→ INSTRUCTION
Convert the material into a Markdown table with the columns Row and Line. Start at the line containing "light in this photo, one line per instance.", continue through the last line of the material, and skip any blank lines.

★ ★ ★ ★ ★

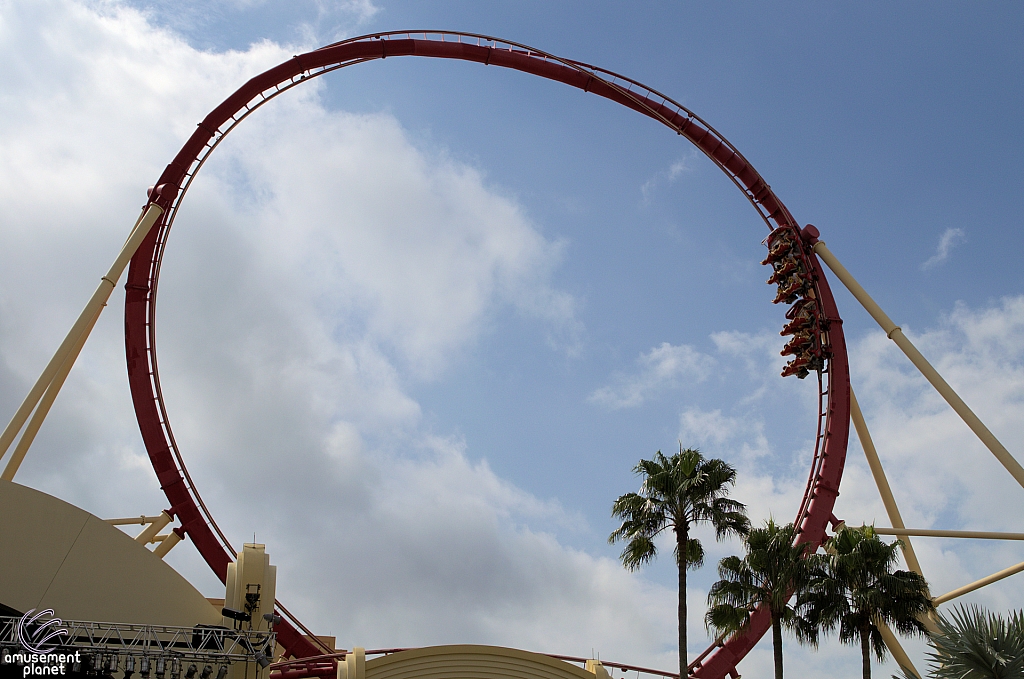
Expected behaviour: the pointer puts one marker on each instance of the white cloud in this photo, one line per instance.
(683, 165)
(950, 238)
(664, 367)
(321, 266)
(941, 474)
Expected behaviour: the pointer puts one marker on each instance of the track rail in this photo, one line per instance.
(143, 276)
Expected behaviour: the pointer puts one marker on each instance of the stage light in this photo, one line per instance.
(240, 616)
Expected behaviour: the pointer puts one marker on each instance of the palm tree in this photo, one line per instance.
(976, 644)
(856, 589)
(678, 493)
(772, 570)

★ ★ ★ ★ ★

→ EXPECTED ANSWER
| Row | Line |
|---|---|
| 1 | Expected behaviour: the pointer puts one marker on each instance of the stage light in this photo, one line per instance. |
| 2 | (240, 616) |
| 3 | Expected behaviour: the pointer puts one marker on each instance of the palm tree in this photo, one line per instance. |
| 4 | (976, 644) |
| 5 | (856, 589) |
| 6 | (678, 493) |
| 7 | (772, 570) |